== DATA IN THIS EXERCISE ==
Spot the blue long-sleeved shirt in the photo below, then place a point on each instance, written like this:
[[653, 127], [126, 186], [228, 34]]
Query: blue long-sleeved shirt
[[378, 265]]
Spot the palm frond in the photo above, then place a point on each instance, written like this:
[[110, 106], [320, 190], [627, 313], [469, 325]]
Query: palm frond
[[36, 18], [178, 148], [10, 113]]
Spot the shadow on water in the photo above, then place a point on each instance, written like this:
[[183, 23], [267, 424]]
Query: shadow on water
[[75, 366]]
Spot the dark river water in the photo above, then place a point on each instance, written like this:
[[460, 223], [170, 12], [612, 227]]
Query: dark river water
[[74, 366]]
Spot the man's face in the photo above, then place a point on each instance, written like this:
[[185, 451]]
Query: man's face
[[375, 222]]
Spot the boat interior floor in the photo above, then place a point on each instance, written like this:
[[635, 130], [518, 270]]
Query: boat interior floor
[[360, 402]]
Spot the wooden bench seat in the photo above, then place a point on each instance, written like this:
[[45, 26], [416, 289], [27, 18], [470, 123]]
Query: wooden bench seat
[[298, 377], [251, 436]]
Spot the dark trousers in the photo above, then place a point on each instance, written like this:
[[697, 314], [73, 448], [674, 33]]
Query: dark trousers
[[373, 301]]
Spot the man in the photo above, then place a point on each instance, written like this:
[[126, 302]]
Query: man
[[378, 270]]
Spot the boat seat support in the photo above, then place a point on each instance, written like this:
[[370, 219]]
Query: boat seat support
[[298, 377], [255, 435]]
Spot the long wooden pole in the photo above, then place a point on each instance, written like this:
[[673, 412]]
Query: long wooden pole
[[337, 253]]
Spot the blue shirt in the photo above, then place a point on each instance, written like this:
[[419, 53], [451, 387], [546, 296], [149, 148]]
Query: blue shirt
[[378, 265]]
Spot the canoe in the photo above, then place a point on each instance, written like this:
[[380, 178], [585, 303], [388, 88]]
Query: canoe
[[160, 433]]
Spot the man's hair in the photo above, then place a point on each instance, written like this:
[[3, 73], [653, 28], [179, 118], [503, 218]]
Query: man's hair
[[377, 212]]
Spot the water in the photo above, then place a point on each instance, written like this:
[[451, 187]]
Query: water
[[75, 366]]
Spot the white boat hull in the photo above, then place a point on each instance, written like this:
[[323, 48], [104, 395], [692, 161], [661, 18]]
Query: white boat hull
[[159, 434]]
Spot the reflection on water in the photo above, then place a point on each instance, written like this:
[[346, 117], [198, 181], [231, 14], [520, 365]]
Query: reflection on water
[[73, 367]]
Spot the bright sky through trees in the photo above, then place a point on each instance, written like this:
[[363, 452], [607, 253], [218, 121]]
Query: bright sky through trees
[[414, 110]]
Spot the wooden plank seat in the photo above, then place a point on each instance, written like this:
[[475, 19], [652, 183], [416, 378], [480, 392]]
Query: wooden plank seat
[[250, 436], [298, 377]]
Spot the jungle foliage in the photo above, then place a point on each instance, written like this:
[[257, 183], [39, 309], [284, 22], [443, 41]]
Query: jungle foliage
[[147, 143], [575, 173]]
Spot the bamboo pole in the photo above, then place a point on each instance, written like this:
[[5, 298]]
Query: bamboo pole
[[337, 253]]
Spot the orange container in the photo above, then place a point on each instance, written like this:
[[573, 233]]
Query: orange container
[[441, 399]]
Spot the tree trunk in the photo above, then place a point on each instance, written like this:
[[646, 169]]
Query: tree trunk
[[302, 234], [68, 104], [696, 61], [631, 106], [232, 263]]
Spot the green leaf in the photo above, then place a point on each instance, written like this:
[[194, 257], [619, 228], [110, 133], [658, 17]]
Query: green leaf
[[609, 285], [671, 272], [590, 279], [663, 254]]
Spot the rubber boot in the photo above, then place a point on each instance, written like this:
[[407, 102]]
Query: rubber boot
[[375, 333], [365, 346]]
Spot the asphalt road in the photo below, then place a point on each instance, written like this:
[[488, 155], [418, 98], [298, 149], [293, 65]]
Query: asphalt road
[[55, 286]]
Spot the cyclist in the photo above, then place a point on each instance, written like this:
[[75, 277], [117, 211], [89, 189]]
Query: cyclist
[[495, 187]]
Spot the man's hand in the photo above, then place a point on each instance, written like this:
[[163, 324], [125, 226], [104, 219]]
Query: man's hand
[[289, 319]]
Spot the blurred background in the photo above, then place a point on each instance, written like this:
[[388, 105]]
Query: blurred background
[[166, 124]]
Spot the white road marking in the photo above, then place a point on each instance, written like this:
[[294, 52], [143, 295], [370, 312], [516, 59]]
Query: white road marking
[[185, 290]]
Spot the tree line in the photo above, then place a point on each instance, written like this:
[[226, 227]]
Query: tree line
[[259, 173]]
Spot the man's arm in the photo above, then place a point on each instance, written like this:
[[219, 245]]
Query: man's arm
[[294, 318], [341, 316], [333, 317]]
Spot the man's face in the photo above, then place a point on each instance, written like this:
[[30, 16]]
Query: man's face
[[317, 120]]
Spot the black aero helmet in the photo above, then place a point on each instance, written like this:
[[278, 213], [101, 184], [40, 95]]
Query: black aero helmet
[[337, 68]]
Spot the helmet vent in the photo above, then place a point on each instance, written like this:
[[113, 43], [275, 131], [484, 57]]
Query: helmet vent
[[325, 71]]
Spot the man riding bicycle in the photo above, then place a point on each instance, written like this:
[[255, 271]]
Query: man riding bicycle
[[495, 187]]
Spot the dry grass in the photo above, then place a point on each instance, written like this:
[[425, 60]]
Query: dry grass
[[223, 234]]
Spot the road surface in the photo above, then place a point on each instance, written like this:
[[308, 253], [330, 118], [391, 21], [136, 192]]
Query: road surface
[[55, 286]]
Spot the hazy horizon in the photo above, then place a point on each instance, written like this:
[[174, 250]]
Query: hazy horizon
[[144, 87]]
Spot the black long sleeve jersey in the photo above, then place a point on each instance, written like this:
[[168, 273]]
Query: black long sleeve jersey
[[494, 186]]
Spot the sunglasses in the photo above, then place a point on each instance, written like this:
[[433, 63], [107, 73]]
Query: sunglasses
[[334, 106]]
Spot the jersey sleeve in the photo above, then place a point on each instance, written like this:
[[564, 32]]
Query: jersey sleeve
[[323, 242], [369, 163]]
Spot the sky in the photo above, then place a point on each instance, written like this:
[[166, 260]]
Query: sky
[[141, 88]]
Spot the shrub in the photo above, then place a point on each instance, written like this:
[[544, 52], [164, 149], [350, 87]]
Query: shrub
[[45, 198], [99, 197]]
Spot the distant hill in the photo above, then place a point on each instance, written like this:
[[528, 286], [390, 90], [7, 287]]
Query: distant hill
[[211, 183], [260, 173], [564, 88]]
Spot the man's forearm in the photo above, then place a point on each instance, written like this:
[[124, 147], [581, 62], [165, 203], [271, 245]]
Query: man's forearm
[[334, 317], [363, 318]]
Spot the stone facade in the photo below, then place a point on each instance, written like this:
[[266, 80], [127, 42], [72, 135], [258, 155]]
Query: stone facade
===
== DATA IN THIS EXERCISE ==
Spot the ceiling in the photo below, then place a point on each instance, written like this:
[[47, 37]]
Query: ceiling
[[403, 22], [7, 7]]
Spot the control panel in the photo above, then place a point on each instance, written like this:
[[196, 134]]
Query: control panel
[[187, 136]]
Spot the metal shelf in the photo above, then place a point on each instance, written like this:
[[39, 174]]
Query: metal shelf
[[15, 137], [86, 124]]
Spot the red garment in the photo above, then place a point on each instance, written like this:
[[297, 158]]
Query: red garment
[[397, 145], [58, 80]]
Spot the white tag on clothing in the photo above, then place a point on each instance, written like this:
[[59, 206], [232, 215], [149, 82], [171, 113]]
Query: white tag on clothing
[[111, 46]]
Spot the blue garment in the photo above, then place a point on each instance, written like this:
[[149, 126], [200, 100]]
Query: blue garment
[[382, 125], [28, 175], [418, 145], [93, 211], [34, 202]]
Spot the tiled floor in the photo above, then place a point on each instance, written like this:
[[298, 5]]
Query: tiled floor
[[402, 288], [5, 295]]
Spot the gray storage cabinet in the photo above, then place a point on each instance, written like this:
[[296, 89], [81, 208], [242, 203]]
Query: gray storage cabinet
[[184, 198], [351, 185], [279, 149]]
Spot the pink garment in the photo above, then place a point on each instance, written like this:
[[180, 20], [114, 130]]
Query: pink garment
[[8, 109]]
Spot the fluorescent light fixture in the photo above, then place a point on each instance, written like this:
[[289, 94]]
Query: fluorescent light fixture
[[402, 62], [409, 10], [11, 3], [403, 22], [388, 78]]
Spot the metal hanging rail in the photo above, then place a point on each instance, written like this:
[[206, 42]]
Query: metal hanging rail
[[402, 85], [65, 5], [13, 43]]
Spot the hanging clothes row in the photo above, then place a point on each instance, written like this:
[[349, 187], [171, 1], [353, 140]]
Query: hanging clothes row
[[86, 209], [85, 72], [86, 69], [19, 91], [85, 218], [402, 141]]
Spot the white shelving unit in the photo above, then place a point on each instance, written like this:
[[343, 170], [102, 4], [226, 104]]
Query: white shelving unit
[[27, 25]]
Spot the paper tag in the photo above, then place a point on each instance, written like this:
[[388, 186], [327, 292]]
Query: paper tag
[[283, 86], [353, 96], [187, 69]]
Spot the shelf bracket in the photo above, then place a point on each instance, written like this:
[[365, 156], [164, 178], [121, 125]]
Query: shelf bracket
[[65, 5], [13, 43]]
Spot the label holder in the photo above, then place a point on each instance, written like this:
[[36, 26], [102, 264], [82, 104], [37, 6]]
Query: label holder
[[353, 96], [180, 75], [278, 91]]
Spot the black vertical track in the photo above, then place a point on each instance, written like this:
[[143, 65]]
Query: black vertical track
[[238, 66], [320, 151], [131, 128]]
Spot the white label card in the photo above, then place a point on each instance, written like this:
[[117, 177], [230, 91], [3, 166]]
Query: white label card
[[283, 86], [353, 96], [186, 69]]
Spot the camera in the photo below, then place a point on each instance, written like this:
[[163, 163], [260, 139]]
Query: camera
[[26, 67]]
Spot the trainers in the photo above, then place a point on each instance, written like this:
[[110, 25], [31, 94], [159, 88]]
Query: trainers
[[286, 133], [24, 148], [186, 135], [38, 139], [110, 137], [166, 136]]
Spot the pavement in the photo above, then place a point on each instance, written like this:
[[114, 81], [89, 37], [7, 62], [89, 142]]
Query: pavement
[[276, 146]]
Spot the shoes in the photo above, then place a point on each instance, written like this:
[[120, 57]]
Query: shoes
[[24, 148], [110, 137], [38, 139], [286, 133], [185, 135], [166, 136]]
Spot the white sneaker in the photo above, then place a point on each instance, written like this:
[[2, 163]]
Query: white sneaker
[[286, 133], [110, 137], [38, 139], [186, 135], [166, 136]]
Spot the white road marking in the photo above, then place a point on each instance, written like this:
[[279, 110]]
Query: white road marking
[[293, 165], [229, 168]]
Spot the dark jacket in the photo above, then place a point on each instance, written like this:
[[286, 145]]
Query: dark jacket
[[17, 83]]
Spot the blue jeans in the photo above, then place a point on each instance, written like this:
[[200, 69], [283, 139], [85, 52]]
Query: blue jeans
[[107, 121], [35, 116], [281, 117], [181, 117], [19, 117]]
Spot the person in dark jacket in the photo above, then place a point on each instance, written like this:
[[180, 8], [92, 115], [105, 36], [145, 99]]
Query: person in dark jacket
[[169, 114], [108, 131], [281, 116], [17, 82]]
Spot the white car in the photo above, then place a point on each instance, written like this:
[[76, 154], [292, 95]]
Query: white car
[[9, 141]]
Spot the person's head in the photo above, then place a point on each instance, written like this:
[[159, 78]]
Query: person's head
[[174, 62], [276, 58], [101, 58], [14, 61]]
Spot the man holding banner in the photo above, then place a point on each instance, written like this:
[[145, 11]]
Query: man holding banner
===
Please repeat, word for word, the records from the line containing "Spot the blue long-sleeved" through the line containing "[[74, 366]]", with both of those lines included.

Spot the blue long-sleeved shirt in the photo below, then place a point on each instance, written like this:
[[653, 127], [126, 186], [228, 34]]
Query: blue long-sleeved shirt
[[378, 265]]
Spot the palm frond in the photo above, then place a point on each instance, written like this:
[[110, 106], [320, 190], [627, 313], [469, 325]]
Query: palm frond
[[36, 18], [178, 148], [10, 113]]
Spot the shadow on water in the photo above, then place a point on each instance, written like this:
[[183, 23], [267, 424]]
Query: shadow on water
[[75, 366]]
Spot the dark river water in the photo above, then place a point on each instance, written like this:
[[460, 223], [170, 12], [612, 227]]
Query: dark river water
[[74, 366]]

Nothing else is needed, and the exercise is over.